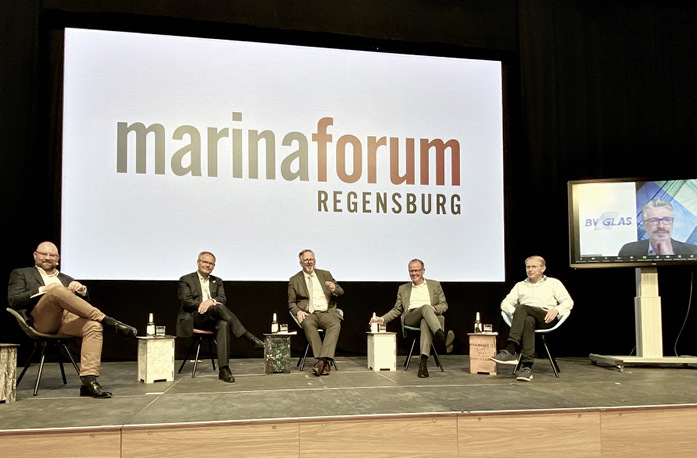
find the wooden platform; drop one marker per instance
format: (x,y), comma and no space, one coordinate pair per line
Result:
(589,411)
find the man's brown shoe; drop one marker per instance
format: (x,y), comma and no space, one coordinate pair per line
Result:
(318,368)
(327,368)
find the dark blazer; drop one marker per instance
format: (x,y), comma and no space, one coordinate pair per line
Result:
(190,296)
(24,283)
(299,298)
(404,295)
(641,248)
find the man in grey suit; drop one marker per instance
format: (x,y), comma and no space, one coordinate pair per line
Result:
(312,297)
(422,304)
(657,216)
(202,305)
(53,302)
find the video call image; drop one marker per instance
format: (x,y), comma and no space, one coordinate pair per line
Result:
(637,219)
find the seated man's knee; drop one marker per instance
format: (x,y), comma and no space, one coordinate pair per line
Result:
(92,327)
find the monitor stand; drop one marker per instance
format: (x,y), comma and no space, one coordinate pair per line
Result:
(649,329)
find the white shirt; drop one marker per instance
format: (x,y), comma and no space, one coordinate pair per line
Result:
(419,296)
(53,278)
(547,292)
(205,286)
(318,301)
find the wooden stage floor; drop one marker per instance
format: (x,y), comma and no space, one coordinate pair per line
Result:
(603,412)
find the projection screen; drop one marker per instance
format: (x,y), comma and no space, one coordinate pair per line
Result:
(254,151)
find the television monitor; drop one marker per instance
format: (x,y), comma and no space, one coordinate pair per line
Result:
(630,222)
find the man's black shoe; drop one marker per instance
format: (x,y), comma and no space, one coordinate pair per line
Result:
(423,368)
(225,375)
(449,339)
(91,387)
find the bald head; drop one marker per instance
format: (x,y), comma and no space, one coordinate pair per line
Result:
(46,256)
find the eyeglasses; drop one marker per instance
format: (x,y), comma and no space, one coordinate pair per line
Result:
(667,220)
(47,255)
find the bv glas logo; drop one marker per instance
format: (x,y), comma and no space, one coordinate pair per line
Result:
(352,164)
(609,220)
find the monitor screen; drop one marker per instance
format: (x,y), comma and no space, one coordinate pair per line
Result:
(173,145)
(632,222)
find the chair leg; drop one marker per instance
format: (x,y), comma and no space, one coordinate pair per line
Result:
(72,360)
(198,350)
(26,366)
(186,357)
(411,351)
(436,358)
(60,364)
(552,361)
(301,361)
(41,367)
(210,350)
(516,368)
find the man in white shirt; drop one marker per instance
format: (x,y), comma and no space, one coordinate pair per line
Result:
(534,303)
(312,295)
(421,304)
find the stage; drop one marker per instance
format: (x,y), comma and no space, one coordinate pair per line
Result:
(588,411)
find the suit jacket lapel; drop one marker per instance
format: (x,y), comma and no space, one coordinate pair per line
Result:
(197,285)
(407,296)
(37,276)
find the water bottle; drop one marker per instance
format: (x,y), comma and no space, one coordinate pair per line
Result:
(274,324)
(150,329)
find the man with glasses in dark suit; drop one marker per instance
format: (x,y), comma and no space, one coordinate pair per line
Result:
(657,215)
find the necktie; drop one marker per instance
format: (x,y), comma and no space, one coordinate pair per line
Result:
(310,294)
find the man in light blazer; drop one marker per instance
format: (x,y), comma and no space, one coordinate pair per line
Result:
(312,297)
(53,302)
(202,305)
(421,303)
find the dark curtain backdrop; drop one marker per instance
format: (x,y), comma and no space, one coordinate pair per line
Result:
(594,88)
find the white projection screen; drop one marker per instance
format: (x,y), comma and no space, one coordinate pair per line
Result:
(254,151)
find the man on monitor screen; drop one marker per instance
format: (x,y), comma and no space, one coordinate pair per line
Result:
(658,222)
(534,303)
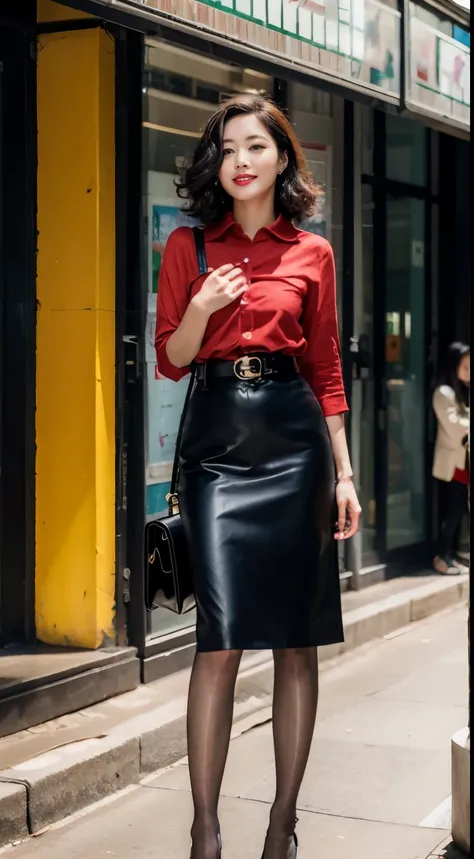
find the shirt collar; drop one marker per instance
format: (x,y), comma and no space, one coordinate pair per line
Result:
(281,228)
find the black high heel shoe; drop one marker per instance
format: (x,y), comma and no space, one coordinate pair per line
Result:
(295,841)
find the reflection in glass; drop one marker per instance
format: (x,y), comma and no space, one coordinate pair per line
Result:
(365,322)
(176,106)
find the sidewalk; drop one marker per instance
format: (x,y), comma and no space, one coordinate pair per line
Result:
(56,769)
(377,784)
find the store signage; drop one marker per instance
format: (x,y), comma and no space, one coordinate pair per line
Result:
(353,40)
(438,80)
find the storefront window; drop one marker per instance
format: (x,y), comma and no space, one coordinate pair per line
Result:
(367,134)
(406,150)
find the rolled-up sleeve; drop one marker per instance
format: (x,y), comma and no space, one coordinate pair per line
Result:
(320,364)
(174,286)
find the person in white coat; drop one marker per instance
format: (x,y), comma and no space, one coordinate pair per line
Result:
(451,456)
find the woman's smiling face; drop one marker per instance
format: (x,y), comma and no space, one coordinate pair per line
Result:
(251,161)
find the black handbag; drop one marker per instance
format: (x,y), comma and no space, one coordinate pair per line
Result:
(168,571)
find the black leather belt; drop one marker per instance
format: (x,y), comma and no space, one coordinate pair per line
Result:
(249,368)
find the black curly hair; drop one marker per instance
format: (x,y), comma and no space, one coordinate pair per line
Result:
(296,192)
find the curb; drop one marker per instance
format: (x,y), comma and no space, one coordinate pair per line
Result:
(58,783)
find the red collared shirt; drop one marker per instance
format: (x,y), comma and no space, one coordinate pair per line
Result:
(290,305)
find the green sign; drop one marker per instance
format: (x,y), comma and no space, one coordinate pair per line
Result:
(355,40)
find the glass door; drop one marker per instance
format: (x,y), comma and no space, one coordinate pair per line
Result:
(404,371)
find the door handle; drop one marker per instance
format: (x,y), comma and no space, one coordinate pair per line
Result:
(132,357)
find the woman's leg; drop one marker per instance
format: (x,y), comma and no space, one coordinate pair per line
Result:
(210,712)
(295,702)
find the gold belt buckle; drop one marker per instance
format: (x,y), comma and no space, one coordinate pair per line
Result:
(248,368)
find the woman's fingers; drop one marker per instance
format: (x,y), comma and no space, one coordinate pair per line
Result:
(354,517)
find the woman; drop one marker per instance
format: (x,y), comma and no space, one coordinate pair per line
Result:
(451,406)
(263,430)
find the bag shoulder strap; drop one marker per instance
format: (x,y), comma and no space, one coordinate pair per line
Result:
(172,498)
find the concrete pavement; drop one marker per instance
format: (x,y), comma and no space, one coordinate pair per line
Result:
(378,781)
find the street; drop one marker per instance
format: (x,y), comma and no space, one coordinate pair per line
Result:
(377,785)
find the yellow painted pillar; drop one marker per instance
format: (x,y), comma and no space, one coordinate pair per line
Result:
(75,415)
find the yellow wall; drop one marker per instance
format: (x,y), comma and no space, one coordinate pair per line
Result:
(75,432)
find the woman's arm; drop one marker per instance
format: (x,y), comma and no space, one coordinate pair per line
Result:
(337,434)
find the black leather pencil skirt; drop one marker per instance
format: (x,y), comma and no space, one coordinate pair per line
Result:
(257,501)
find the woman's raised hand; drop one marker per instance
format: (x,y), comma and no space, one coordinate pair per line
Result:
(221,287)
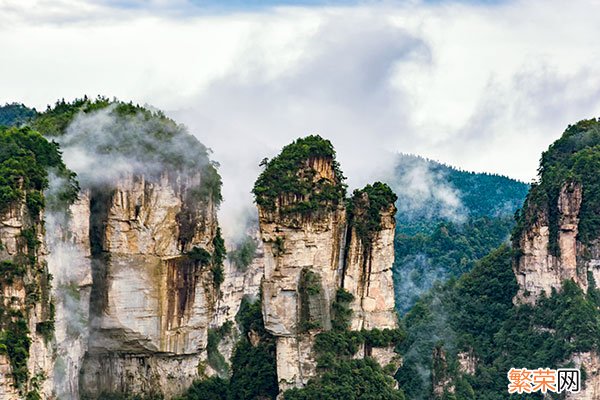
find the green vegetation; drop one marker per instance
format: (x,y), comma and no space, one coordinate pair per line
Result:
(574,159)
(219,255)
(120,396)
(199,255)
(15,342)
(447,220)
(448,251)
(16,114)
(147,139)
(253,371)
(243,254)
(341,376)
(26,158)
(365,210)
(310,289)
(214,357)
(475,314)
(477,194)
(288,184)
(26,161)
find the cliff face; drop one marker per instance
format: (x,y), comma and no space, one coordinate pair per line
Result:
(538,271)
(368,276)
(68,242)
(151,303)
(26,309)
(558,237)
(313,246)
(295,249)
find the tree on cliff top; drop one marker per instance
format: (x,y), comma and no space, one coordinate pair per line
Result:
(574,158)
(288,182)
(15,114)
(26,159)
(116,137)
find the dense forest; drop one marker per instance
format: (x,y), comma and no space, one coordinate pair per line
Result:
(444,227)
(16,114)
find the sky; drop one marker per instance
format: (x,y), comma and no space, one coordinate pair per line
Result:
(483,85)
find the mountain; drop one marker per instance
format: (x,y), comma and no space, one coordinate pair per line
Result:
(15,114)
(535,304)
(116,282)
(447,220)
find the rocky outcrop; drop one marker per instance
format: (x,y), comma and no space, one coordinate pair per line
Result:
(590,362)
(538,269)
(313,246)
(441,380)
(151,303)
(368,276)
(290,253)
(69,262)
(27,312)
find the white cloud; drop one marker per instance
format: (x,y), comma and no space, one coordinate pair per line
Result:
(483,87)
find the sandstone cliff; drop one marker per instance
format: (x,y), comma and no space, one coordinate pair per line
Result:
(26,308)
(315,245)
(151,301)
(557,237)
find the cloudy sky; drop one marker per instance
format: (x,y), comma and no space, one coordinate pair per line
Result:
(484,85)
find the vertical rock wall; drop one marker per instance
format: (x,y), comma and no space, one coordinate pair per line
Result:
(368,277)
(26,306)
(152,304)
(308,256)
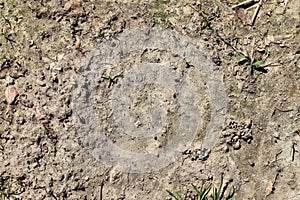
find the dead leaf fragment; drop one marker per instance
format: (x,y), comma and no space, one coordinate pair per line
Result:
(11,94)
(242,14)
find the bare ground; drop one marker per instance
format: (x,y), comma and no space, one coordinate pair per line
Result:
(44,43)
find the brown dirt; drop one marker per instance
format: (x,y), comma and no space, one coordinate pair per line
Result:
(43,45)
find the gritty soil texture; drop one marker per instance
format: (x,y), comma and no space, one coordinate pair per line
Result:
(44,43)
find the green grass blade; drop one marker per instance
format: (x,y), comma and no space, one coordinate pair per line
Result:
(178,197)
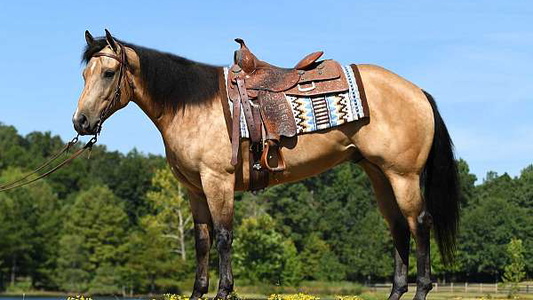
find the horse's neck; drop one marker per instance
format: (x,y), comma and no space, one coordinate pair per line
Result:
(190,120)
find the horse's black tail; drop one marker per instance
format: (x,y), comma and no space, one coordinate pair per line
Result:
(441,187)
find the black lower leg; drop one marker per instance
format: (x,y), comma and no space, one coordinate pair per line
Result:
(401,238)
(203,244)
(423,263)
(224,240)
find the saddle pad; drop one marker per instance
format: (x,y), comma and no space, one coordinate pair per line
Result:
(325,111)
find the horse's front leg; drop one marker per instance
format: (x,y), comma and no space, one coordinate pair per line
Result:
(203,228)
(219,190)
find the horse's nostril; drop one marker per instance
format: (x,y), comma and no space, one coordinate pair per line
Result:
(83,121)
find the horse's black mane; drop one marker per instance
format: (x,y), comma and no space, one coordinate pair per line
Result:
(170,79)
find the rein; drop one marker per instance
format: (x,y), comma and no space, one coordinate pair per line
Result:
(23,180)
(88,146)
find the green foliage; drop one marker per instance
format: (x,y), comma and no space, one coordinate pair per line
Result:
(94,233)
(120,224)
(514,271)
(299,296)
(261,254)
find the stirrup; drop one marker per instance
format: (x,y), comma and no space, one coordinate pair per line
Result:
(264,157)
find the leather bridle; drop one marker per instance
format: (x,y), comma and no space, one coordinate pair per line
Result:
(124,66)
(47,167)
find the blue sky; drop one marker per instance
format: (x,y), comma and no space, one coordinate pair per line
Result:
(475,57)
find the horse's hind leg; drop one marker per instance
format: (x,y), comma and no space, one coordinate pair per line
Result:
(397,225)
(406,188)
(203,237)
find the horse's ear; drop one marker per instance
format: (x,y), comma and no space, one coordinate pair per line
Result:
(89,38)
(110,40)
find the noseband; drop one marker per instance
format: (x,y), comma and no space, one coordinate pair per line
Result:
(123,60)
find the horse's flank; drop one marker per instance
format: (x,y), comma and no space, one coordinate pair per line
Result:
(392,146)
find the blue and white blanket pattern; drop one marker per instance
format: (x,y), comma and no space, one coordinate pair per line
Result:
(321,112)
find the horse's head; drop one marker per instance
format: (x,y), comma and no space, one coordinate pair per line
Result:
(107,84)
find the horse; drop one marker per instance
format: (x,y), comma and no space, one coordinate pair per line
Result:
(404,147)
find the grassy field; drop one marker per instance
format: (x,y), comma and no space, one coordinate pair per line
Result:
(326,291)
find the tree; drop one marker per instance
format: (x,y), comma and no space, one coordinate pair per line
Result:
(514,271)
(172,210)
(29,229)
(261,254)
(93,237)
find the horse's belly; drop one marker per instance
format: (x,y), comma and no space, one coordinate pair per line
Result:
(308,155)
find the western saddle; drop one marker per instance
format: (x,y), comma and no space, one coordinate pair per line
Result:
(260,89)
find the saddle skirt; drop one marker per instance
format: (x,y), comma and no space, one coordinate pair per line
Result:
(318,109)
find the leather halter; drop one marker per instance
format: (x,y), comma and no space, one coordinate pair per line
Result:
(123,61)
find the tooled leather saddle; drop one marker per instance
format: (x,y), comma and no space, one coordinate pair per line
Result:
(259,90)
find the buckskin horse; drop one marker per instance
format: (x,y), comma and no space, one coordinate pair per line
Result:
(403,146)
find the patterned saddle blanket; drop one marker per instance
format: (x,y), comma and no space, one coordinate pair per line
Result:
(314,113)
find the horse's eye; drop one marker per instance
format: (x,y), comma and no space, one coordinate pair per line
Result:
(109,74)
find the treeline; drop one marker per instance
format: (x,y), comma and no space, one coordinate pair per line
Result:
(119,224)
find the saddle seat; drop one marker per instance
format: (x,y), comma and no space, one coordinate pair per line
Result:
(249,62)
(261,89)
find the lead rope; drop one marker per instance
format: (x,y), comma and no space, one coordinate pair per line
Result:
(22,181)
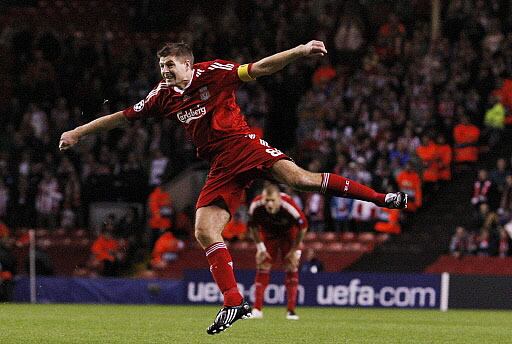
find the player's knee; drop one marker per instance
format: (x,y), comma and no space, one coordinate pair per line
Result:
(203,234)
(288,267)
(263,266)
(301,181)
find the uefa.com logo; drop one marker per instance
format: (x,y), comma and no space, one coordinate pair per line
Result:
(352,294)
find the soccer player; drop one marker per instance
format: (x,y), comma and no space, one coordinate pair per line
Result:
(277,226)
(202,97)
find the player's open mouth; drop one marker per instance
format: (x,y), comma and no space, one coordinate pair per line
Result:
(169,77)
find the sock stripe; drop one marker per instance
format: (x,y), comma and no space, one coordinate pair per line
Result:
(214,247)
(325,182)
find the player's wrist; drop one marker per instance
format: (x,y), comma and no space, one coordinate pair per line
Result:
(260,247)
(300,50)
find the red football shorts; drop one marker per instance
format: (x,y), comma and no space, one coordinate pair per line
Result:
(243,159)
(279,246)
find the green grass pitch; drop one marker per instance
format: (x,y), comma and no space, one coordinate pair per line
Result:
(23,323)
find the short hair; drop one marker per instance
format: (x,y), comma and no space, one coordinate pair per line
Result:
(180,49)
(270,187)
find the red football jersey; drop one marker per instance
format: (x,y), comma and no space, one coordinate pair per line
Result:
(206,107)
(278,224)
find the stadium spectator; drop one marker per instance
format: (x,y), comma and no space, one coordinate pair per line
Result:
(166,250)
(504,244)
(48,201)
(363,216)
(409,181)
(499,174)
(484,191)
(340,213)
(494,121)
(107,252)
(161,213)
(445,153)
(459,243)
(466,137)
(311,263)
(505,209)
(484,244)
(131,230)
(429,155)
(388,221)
--
> TASK DETAILS:
Extract, exactly, the lines above that begin at the line containing "find the green grass pitch;" and end at the final line of the records; add no other text.

> SOLUTION FOR THIS PROBLEM:
find the green grass pitch; drop one marker per instance
format: (x,y), comma and no space, one coordinate pair per line
Result:
(23,323)
find the short hair; drop one marker per instance
format: (x,y), comma and no space, one coordinate pair per line
Result:
(180,49)
(270,187)
find the red football jersey; drop one marker per instance
format: (x,y), comma and no space, one coordinate pair per line
Result:
(206,107)
(278,224)
find the stadium spectator; drop one marker per instance
format: (x,y), comma and no space, one coordinate pair per line
Result:
(166,250)
(504,244)
(48,201)
(363,216)
(409,181)
(499,174)
(484,191)
(340,213)
(494,121)
(107,252)
(161,213)
(445,153)
(459,243)
(466,137)
(311,263)
(505,209)
(484,244)
(131,230)
(429,155)
(388,221)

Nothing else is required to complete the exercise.